# [Extracted entries]
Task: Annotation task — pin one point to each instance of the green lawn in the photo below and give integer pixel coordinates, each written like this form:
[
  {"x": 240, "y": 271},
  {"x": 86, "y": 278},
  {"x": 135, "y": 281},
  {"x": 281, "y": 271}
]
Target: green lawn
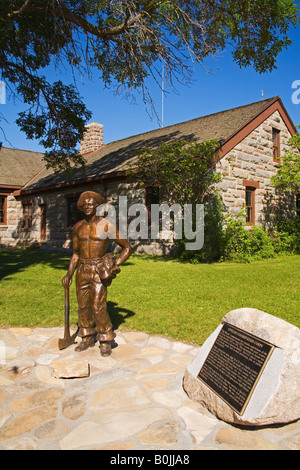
[{"x": 156, "y": 295}]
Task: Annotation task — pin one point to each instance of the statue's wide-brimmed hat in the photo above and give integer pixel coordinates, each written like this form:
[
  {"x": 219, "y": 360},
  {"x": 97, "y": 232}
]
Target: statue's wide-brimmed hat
[{"x": 87, "y": 195}]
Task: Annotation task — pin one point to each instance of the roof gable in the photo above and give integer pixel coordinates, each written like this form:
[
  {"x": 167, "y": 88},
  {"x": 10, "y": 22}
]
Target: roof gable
[
  {"x": 18, "y": 167},
  {"x": 227, "y": 127}
]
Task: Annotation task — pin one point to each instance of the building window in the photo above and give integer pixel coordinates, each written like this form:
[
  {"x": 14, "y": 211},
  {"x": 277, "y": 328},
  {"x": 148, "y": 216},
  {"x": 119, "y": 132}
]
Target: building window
[
  {"x": 74, "y": 214},
  {"x": 250, "y": 205},
  {"x": 276, "y": 144},
  {"x": 27, "y": 215},
  {"x": 3, "y": 209},
  {"x": 250, "y": 187}
]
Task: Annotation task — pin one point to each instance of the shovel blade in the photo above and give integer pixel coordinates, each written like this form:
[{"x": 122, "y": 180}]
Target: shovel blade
[{"x": 64, "y": 343}]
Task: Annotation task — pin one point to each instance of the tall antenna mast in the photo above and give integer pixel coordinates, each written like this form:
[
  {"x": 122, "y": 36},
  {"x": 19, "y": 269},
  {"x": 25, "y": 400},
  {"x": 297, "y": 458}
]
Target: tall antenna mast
[{"x": 162, "y": 95}]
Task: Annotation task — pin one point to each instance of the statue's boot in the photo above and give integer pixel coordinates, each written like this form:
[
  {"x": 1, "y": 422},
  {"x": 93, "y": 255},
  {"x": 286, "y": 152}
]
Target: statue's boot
[
  {"x": 87, "y": 342},
  {"x": 105, "y": 348}
]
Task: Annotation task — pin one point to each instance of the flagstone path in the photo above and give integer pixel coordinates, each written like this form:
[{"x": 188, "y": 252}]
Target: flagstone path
[{"x": 132, "y": 400}]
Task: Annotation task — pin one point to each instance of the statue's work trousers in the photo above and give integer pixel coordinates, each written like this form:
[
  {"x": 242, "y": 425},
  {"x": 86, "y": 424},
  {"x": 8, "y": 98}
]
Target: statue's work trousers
[{"x": 91, "y": 297}]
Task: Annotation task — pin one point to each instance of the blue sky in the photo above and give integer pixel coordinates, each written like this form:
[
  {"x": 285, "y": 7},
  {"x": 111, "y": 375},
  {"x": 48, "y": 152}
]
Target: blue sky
[{"x": 226, "y": 87}]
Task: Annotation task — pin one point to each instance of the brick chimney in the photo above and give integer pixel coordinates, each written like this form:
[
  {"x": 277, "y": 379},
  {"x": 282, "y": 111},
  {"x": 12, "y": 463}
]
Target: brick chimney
[{"x": 92, "y": 139}]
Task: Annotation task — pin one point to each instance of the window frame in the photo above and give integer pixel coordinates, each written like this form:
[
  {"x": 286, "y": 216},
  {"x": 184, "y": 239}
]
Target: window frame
[
  {"x": 250, "y": 187},
  {"x": 4, "y": 196},
  {"x": 73, "y": 199},
  {"x": 276, "y": 144},
  {"x": 27, "y": 218}
]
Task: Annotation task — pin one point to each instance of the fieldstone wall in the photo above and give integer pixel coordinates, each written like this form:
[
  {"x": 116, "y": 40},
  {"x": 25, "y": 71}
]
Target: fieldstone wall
[{"x": 252, "y": 160}]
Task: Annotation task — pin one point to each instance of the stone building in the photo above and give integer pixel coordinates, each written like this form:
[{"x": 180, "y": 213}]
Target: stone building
[
  {"x": 17, "y": 168},
  {"x": 252, "y": 139}
]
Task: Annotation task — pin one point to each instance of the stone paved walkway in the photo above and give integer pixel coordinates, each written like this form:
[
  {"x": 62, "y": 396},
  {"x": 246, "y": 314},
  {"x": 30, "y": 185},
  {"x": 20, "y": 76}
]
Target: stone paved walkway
[{"x": 132, "y": 400}]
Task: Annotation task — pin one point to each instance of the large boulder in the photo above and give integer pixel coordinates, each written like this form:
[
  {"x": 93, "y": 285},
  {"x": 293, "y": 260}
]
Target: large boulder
[{"x": 276, "y": 396}]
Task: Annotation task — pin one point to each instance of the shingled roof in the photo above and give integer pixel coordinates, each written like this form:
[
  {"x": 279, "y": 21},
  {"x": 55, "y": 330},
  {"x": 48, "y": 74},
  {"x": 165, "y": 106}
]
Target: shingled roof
[
  {"x": 115, "y": 157},
  {"x": 18, "y": 167}
]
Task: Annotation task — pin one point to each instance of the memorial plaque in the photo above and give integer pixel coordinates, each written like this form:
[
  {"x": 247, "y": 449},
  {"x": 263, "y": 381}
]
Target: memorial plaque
[{"x": 234, "y": 365}]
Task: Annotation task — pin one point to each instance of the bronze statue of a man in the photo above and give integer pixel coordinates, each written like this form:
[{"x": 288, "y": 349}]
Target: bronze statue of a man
[{"x": 95, "y": 270}]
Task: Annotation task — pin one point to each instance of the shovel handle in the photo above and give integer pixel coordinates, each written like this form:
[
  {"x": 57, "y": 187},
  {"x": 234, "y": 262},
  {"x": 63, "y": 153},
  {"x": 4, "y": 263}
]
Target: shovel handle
[{"x": 67, "y": 311}]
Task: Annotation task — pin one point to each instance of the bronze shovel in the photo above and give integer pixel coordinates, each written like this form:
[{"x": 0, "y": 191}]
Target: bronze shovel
[{"x": 67, "y": 340}]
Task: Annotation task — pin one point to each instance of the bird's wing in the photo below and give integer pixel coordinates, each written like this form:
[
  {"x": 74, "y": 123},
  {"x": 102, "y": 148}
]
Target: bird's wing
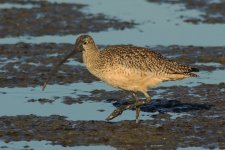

# [What the task asks]
In the data above, how many lines contain the word "wing"? Only the number is wanted.

# [Response]
2